---------- SOURCE TEXT ----------

"But I'm always ready to back my opinion on a matter . . . ."
We think of Sherlock Holmes as a man of facts, a man of logic, and a man of science. Yet he was also a man with an opinion.
"I simply wish to hear your real, real opinion," Mrs. St. Clair told Holmes in "The Man With The Twisted Lip." Many a client sought his opinion, his guidance . . . it wasn't that they expected an absolute solution to their problems from him, often just an opinion of their circumstances that they could use to carry on with their lives. Holmes's opinions had value.
Sherlock Holmes's opinion was that of the specialist, taking in the current data, running it by his years of study and carefully developed techniques, and coming up with is best diagnosis of what was occurring that troubled his client. The medical model that his unique profession was based on is fairly clear and much cited in Sherlockiana past.
Sherlock Holmes was no cookie-cutter solver of MURRR-DURRRRs. In many cases, Sherlock Holmes was a sort of "life doctor." Something weird got your life off course? Weird request from your employer? (So many weird employers in the Canon.) Go to Sherlock Holmes for his professional opinion.
Professional, because it had value. And you had to seek it out.

---------- RECORD EXTRACTS ----------

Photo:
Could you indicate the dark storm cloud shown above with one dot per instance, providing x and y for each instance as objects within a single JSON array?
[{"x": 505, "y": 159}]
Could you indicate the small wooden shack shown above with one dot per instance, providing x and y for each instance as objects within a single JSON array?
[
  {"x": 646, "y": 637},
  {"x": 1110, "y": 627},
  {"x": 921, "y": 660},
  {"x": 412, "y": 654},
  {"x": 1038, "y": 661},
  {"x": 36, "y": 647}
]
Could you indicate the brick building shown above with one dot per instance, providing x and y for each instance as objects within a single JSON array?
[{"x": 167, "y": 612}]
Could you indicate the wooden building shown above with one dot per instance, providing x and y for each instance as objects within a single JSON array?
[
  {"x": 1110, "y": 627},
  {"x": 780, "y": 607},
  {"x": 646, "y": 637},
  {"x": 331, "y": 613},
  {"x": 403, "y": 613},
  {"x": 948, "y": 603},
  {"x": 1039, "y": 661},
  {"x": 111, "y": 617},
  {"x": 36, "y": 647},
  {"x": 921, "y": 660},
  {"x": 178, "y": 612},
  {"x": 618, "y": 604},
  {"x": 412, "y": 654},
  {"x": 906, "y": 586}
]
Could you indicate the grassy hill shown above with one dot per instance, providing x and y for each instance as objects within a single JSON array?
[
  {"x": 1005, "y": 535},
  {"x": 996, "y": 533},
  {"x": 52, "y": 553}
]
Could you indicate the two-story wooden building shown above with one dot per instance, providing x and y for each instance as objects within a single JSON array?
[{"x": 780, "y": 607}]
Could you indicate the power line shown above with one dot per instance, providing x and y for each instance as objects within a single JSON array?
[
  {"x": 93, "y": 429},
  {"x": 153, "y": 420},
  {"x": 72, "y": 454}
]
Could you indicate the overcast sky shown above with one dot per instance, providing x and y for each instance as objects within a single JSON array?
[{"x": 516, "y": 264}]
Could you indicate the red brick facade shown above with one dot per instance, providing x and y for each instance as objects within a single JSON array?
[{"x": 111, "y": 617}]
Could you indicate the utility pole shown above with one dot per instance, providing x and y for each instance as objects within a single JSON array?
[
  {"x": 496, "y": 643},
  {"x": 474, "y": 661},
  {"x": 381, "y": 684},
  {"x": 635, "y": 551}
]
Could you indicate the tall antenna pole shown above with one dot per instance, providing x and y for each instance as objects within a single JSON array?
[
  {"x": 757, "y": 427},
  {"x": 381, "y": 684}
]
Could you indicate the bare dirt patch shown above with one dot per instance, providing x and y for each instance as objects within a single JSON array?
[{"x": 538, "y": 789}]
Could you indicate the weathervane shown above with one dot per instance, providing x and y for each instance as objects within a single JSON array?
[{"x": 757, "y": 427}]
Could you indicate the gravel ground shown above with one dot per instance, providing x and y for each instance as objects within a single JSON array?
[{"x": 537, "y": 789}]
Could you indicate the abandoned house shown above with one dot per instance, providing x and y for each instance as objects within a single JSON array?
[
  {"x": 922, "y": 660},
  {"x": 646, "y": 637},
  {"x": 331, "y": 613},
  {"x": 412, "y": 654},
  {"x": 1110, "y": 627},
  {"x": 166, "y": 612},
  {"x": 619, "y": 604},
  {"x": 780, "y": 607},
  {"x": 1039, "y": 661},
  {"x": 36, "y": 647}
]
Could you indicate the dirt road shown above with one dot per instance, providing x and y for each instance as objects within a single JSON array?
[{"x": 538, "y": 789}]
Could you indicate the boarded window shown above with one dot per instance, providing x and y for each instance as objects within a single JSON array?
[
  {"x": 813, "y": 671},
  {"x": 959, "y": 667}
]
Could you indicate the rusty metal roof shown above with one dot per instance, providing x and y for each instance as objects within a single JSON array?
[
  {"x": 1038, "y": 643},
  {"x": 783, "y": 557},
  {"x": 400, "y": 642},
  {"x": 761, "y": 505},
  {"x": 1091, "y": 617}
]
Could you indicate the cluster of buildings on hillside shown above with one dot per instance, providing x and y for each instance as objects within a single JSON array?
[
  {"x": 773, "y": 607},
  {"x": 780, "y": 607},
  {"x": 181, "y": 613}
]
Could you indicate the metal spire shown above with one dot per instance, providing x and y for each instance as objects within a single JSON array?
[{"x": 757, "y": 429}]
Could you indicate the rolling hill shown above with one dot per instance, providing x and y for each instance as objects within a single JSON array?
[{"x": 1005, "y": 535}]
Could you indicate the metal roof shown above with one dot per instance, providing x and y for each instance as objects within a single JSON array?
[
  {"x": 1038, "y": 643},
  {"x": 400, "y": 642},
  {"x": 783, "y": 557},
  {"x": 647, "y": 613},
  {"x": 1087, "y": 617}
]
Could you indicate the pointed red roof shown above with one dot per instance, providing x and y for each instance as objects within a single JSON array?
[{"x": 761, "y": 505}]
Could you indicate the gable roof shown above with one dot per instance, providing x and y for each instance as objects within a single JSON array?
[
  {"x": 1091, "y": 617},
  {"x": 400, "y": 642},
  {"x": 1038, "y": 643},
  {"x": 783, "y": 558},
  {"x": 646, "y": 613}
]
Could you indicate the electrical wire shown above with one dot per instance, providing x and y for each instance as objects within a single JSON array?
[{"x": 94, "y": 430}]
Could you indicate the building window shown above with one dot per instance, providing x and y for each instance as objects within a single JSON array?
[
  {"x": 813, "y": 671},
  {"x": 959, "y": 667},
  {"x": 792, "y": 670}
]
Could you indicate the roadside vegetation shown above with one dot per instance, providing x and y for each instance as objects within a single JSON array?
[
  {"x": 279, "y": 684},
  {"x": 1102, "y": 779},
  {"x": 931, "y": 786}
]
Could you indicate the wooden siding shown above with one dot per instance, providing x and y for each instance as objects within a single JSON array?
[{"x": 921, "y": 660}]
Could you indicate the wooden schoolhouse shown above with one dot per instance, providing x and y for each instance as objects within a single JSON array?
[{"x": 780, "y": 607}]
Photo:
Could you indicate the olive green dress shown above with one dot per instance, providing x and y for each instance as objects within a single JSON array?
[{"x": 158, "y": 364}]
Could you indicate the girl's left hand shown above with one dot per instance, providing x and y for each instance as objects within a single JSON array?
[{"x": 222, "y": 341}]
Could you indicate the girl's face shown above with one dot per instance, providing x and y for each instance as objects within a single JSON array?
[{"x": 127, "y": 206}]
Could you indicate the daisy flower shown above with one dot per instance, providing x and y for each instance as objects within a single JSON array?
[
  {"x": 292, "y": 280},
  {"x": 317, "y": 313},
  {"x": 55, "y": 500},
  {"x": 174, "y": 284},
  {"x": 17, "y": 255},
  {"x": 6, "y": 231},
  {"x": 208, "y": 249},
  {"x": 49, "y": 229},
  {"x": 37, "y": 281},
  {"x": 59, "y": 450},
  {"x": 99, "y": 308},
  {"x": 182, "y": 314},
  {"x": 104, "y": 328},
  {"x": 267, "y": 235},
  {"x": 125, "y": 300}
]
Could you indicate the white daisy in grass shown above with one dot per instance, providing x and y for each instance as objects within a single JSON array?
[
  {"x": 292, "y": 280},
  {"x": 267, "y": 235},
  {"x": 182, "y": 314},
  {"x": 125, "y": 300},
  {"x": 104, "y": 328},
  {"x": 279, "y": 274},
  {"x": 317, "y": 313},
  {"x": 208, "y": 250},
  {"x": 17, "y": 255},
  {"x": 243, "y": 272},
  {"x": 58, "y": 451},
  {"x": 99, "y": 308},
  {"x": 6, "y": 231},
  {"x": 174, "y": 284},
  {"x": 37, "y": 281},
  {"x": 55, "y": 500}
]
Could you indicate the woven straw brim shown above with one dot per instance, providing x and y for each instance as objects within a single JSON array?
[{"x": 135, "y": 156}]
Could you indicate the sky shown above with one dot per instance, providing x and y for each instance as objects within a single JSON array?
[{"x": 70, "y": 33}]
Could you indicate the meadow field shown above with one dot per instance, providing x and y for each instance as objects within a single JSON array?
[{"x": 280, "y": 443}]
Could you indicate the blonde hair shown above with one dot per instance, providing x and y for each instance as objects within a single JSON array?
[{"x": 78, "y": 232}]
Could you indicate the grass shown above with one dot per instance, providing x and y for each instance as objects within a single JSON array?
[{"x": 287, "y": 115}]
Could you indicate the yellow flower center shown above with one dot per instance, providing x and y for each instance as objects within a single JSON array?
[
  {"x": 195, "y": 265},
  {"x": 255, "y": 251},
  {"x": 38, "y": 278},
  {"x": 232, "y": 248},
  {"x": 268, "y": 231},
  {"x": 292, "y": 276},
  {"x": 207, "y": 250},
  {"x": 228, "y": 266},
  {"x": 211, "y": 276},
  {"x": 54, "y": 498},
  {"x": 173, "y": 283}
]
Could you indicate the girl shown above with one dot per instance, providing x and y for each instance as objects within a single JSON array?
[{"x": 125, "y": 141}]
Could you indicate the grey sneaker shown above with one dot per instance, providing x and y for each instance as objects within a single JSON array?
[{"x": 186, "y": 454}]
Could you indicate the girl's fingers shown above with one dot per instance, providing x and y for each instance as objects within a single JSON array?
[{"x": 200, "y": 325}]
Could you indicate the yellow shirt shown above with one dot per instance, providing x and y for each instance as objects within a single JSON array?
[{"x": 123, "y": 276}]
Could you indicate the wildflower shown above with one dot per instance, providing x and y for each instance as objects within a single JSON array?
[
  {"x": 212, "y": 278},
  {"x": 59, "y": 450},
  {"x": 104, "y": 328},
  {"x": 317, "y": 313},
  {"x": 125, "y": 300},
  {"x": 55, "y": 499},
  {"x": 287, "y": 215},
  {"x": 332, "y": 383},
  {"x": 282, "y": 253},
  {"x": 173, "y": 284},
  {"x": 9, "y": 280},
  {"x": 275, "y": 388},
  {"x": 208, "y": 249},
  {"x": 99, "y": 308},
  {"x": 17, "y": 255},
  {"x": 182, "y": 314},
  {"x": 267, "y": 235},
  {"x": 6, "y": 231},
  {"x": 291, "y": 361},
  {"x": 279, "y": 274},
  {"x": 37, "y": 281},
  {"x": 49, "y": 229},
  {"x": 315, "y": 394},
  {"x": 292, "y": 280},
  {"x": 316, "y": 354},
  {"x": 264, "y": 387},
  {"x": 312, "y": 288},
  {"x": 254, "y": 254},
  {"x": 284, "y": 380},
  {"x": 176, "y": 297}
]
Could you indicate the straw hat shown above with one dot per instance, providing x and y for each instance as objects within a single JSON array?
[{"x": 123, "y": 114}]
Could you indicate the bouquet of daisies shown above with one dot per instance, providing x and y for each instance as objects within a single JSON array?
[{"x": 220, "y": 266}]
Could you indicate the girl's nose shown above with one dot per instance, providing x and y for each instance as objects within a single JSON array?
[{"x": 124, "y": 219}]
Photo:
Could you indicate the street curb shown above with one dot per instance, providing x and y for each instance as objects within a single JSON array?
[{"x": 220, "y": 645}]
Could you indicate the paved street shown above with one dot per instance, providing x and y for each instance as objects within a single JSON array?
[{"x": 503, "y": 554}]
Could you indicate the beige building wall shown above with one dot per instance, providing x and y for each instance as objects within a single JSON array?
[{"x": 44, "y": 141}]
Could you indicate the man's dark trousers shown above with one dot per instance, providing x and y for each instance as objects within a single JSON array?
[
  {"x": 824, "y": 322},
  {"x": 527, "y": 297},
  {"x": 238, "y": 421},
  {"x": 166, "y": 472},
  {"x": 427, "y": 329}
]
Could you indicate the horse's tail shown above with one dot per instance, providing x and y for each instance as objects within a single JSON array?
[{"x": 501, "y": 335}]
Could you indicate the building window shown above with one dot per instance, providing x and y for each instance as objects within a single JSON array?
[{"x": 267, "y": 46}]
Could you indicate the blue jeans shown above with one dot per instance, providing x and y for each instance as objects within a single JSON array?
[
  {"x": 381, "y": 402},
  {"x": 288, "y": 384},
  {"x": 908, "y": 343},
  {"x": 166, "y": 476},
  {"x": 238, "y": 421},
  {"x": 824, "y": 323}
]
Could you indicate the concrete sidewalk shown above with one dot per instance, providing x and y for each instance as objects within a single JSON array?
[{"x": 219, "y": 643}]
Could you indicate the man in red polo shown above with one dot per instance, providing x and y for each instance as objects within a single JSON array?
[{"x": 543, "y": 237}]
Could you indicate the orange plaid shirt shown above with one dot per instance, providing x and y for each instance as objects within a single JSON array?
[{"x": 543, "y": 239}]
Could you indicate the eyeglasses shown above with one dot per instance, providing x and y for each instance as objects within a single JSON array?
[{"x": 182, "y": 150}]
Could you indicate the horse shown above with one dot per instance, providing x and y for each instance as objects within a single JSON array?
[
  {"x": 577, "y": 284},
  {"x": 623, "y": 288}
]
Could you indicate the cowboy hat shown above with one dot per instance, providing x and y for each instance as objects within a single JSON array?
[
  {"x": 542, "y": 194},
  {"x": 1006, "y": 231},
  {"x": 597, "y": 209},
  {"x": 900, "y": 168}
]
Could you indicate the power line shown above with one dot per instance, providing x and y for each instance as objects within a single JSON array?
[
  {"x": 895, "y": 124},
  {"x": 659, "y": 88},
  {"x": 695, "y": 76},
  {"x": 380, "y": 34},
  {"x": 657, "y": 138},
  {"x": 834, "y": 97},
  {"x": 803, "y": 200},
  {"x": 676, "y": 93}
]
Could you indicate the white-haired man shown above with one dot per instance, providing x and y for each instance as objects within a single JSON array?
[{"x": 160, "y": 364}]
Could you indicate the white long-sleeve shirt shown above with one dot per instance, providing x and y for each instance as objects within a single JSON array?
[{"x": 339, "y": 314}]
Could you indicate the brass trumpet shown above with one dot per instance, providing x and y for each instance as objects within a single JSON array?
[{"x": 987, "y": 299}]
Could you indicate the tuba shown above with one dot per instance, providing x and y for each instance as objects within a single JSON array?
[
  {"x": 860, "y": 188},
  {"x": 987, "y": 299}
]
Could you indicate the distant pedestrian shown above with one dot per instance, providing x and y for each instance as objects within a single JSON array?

----------

Render this sentence from the essay on Sherlock Holmes in Spanish: "Holmes's opinions had value."

* RESULT FOR THIS EXERCISE *
Las opiniones de Holmes tenían valor.